For each line below that holds "grey", return the line as it stands.

PROVIDED RECORDS section start

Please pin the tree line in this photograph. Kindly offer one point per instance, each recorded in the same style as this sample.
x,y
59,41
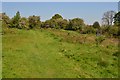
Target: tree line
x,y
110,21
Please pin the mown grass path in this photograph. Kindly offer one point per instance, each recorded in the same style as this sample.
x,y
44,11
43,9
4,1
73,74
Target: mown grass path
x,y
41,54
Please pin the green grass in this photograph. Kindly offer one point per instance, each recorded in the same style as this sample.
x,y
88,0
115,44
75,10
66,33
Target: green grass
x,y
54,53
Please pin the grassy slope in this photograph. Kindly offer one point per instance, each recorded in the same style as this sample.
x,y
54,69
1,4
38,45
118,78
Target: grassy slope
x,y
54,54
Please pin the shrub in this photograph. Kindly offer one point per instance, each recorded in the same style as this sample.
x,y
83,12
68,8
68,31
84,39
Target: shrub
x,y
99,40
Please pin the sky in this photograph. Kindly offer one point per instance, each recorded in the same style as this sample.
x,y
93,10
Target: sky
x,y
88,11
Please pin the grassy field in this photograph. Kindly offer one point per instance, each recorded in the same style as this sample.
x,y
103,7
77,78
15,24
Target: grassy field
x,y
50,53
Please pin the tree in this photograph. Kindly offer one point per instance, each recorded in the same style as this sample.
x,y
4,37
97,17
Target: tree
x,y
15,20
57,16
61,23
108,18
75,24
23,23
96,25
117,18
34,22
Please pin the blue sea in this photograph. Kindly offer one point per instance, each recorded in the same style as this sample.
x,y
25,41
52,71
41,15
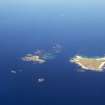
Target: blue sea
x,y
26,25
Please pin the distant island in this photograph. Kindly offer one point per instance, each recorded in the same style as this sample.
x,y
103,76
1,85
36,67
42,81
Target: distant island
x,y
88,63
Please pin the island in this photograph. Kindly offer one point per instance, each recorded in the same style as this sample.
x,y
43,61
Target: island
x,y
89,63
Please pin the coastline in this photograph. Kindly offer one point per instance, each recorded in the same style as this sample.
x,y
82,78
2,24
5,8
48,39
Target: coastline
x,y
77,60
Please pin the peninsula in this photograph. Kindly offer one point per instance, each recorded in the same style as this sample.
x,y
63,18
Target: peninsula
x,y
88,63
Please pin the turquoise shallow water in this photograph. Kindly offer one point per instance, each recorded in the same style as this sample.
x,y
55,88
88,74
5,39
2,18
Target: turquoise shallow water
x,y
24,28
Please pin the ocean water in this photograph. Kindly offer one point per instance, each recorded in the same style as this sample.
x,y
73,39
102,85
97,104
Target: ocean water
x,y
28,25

PROVIDED RECORDS section end
PROVIDED RECORDS section start

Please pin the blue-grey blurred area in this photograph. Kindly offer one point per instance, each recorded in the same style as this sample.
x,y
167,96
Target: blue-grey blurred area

PROVIDED RECORDS section end

ANSWER TO THIS EXERCISE:
Please pin the blue-grey blurred area in this photograph. Kindly offer one point per instance, each recorded in the same style as this sample.
Target: blue-grey blurred area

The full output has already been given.